THE CLERGYMAN AND THE PRAYER BOOK.

_Dear pages of ancestral prayer, Illumined all with Scripture gold, In you we seem the faith to share Of saints and seers of old.

Whene'er in worship's blissful hour The Pastor lends your heart a voice, Let his own spirit feel your power, And answer, and rejoice._

In the present chapter I deal a little with the spirit and work of the Clergyman in his ministration of the ordered Services of the Church, reserving the work of the Pulpit for later treatment.

THE PRAYER BOOK NOT PERFECT BUT INESTIMABLE.

Let me begin by a brief reminder of the greatness of the spiritual treasure which we possess in the Book by which we minister. How shall I speak of it as I would? "The Prayer Book isn't inspired, I know," said an old coast-guardsman some years ago to a friend of mine, "but, sure and certain, 'tis as bad as inspired!" "I find the Liturgy," said another veteran, Charles Simeon, "as superior to all modern compositions as the work of a philosopher on any deep subject is to that of a schoolboy who understands scarcely anything about it." "All that the Church of England needs to make her the glory of all Churches," said Simeon's friend, the late Rev. William Marsh, "is the spirit of her own services."

I am not so blind as to maintain that our Book is ideally perfect, and that its every sentence is infallible. It is not quite literally "as bad as inspired." After using it in ministration for nearly five-and-twenty years I own to the wish that here and there the wording, or the arrangement, or the rubrical direction, had been otherwise in some detail, perhaps in some important detail. I do certainly wish very earnestly indeed that the Revisers of 1661-2 had expressed themselves more happily in that Rubric about "Ornaments" which within recent years has proved—little as they expected it, or intended it, to do so—such a fertile field of discord. But for all this, my five-and-twenty years' ministerial use of the Prayer Book has only deepened my sense of its inestimable general value and greatness.

If a temperate and equitable revision were possible at the present time I should welcome the prospect on most accounts. But it seems to me plain that it is not at present possible. And meanwhile I thank God from my inmost heart for the actual Prayer Book as a whole.

Let me point out a very few of the claims of the Book on our love and gratitude; and now specially in view of what we may sometimes hear said about it by Christians not of our own Church.

Records from a data collection
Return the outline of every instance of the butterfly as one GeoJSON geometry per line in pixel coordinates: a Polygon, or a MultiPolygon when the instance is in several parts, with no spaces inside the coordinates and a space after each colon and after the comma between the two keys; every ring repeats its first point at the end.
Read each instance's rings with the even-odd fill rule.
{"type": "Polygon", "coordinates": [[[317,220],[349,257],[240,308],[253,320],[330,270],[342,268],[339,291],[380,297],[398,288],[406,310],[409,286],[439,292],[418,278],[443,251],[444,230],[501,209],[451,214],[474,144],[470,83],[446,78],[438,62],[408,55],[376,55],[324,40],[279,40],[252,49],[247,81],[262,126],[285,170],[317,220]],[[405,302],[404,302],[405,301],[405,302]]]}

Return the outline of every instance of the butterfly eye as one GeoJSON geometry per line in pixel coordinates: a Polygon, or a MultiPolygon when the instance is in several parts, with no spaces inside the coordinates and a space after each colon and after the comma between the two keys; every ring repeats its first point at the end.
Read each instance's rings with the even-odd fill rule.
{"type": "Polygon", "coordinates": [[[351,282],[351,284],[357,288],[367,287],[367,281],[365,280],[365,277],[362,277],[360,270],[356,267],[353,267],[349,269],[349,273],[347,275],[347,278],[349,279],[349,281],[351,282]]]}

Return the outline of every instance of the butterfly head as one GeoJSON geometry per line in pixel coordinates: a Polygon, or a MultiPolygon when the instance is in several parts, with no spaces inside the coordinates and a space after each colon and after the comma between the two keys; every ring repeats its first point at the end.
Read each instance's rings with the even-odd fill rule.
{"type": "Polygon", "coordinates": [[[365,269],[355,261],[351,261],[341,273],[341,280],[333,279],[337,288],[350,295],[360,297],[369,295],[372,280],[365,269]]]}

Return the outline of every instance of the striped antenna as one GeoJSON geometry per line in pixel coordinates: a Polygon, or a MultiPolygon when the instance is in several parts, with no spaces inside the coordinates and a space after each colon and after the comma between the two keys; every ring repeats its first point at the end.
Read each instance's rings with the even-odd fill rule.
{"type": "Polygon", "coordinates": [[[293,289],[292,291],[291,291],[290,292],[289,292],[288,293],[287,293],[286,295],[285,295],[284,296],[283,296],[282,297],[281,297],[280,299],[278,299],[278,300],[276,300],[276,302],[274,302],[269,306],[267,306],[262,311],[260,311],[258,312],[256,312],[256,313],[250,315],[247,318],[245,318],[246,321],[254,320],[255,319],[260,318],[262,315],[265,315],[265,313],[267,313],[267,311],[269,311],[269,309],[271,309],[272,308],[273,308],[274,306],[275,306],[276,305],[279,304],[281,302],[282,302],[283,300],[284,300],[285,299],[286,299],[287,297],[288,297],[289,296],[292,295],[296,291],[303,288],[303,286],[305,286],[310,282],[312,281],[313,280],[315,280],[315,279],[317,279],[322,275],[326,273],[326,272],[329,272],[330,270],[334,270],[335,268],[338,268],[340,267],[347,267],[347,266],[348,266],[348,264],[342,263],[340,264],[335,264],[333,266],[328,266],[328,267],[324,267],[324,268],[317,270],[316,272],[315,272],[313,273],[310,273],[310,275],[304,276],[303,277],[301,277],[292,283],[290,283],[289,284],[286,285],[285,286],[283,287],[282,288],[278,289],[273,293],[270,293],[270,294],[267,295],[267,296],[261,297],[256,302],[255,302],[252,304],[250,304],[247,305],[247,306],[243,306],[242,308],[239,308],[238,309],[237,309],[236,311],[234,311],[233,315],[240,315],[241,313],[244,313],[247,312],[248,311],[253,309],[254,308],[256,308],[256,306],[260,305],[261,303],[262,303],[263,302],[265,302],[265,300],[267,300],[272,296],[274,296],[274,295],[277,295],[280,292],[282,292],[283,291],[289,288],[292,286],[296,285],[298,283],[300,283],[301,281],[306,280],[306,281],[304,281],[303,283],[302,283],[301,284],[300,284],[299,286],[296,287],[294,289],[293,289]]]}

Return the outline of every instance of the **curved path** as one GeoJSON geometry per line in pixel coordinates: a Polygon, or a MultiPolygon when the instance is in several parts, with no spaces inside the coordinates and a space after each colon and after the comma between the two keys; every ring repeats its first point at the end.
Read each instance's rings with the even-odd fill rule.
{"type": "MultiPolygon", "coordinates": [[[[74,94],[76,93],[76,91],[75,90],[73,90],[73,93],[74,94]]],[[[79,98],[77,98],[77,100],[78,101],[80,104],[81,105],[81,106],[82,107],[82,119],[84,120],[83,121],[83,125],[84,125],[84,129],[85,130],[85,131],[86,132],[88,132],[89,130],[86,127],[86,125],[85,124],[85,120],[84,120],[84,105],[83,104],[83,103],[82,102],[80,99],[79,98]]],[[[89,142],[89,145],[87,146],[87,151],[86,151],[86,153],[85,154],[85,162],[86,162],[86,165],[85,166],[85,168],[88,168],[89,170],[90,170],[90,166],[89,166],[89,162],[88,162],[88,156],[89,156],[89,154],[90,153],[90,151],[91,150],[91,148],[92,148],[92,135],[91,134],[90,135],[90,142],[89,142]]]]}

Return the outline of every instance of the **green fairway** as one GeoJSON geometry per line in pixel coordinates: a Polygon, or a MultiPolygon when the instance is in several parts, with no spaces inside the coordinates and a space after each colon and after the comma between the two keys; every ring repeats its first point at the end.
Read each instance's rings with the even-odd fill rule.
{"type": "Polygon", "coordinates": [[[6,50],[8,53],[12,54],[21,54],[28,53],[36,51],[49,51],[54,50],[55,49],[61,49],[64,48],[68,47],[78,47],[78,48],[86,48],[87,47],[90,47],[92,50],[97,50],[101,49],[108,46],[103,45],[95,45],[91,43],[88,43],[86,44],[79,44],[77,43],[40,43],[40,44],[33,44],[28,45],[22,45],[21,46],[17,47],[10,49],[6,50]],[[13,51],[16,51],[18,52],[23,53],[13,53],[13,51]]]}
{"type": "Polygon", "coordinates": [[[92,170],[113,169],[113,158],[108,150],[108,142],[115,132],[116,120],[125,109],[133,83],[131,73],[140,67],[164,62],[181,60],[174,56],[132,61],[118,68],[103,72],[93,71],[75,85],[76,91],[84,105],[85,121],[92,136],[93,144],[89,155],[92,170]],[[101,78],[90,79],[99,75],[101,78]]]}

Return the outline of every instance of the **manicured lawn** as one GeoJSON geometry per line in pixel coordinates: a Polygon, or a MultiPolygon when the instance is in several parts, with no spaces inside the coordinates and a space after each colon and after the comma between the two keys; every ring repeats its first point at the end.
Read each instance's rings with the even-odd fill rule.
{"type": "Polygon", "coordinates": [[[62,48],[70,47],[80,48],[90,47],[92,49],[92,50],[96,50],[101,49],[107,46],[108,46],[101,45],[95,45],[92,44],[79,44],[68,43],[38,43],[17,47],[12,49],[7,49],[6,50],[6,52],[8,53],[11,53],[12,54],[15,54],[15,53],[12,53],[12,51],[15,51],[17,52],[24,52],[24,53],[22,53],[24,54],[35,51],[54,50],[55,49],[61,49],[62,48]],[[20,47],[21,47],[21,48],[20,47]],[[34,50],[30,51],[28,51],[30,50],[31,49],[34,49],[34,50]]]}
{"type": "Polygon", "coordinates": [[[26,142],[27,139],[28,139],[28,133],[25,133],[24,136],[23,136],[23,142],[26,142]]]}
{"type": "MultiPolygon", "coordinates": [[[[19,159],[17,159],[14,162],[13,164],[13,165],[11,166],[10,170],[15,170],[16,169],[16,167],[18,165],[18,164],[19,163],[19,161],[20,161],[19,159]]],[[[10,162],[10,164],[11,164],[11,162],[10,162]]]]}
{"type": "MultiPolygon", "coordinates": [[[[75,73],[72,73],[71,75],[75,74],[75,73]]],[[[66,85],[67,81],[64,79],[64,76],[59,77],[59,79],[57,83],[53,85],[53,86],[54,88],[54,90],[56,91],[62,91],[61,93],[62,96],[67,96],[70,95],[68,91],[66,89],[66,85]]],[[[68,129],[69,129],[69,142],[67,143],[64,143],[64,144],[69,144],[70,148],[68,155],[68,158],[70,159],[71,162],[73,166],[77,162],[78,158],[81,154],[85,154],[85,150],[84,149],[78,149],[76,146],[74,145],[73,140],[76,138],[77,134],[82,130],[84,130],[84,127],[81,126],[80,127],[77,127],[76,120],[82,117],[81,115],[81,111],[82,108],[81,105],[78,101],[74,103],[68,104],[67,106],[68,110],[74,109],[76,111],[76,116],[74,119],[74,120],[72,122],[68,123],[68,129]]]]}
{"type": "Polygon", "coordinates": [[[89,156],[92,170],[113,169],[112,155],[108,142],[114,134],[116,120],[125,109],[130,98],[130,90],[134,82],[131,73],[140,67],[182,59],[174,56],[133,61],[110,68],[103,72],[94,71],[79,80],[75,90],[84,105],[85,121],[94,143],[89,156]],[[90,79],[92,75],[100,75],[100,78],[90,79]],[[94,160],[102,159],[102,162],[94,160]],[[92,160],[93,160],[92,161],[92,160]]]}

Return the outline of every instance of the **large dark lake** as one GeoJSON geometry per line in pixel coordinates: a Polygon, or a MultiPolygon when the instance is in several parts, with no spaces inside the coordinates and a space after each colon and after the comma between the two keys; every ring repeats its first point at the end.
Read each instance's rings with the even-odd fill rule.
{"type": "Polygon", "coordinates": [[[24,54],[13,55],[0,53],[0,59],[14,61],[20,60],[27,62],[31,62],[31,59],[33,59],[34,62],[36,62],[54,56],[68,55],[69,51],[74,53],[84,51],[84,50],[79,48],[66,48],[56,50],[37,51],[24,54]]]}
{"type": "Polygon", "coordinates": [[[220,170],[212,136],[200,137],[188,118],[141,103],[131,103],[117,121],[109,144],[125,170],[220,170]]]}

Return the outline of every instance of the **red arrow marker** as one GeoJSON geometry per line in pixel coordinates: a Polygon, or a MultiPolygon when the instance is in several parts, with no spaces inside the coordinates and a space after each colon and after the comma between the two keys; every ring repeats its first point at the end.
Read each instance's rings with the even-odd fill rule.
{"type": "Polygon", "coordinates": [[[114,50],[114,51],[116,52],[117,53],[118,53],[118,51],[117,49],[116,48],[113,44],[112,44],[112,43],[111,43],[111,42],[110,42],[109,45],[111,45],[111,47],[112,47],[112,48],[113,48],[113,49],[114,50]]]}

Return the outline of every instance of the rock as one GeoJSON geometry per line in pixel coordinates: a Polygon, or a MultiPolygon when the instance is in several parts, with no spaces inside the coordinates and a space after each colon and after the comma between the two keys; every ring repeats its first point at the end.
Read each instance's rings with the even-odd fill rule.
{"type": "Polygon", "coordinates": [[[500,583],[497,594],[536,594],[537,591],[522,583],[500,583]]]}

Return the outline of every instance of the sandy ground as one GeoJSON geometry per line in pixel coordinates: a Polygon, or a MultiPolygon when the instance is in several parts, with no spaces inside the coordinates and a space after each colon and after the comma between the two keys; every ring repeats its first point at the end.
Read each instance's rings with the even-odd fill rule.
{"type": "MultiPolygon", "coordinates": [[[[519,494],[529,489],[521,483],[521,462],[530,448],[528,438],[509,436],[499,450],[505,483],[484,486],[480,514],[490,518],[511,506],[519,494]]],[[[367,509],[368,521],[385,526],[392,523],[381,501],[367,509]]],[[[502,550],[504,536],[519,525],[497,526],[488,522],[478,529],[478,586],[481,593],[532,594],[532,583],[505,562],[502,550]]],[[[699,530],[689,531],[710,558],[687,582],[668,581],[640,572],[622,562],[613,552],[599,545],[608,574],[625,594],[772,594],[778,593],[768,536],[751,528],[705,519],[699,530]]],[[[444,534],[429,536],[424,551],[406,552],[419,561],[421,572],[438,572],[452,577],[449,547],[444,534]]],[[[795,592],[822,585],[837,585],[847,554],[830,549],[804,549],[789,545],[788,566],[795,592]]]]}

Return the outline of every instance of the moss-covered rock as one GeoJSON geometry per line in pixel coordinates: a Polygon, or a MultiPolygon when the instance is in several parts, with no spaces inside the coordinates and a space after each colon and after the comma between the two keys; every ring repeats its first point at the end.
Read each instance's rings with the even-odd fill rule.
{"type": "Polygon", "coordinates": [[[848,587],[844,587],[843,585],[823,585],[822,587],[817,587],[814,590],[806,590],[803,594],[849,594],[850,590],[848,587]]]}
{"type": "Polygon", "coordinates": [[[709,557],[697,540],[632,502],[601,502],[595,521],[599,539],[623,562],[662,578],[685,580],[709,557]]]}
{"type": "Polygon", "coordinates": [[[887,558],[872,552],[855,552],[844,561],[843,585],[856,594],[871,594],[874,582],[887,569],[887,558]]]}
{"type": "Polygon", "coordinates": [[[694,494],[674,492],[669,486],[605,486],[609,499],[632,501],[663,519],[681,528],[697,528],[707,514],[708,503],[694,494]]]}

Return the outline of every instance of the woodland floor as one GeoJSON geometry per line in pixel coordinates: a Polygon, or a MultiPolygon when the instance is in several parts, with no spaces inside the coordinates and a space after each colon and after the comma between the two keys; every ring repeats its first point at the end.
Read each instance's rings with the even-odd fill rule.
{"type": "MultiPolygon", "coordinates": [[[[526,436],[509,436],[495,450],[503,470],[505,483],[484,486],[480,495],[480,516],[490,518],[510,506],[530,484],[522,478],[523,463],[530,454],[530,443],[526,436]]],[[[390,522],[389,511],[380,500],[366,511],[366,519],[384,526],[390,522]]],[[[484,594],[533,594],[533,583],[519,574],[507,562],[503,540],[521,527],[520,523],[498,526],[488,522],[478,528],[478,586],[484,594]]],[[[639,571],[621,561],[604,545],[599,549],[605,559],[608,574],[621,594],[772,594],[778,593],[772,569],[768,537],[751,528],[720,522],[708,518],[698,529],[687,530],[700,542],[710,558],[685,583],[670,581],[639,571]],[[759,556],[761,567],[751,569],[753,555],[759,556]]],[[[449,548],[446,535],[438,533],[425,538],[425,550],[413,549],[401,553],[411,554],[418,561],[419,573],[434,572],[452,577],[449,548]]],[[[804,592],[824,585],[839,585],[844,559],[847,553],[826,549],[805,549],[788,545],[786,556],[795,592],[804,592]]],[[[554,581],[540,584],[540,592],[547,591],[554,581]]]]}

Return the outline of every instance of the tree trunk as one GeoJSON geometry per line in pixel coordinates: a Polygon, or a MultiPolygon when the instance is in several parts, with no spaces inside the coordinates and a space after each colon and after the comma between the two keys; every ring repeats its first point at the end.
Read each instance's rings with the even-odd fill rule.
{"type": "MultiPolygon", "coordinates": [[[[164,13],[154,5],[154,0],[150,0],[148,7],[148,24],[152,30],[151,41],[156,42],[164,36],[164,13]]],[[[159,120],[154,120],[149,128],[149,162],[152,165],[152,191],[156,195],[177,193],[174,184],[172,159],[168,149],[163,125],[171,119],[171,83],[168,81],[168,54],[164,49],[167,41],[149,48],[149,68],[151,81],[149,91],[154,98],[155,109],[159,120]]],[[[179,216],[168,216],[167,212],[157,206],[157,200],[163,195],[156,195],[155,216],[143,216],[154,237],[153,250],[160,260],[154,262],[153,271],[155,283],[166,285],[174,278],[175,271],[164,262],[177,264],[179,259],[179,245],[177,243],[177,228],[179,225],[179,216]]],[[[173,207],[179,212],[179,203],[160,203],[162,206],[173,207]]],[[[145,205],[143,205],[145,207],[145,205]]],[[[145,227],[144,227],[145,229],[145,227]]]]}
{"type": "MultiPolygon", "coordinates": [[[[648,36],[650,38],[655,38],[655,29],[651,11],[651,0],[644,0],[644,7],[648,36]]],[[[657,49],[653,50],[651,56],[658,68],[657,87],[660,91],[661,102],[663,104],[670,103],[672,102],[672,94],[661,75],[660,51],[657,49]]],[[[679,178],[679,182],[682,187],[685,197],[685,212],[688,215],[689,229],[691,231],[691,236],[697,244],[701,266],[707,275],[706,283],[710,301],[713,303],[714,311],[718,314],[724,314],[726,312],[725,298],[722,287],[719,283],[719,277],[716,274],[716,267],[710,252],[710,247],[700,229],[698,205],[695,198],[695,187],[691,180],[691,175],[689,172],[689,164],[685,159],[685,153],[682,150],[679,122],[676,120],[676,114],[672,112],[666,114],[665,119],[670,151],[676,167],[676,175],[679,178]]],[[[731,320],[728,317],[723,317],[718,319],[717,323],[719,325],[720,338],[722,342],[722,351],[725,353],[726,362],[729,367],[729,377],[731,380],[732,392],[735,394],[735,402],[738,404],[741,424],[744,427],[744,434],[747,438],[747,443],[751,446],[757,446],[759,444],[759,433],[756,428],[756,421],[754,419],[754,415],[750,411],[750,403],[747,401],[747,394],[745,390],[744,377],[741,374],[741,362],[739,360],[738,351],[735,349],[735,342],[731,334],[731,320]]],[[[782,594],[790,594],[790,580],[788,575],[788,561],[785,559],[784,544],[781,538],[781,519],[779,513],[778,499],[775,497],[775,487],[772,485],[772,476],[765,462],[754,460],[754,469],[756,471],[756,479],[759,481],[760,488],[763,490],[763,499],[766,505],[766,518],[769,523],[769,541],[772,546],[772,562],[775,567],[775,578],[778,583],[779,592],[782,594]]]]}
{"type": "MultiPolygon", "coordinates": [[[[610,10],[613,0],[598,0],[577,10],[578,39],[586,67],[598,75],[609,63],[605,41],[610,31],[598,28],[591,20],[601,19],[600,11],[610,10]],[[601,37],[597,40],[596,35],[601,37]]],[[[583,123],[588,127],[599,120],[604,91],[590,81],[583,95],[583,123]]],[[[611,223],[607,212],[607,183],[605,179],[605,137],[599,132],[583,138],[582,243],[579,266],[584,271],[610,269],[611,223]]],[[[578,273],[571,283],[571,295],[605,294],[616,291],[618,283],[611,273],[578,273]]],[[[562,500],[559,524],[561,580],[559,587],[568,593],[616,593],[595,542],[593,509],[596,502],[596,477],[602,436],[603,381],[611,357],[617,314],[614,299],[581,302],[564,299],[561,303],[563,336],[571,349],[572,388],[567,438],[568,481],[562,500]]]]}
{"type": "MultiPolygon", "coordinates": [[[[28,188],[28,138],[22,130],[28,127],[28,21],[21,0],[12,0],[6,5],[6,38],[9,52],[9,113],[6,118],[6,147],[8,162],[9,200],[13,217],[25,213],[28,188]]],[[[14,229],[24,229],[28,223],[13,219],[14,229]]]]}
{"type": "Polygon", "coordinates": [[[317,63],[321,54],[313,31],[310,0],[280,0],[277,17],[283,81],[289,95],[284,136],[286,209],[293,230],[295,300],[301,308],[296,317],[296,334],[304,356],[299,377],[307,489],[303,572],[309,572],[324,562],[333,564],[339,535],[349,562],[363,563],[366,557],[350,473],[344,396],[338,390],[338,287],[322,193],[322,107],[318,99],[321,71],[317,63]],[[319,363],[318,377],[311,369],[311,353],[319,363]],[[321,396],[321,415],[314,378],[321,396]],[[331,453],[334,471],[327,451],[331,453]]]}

__Brief__. Rewrite the prayer book text between "Whene'er in worship's" and "PERFECT BUT INESTIMABLE.", inclusive, renaming "Pastor" to "Minister".

__Problem solution__.
Whene'er in worship's blissful hour The Minister lends your heart a voice, Let his own spirit feel your power, And answer, and rejoice._

In the present chapter I deal a little with the spirit and work of the Clergyman in his ministration of the ordered Services of the Church, reserving the work of the Pulpit for later treatment.

THE PRAYER BOOK NOT PERFECT BUT INESTIMABLE.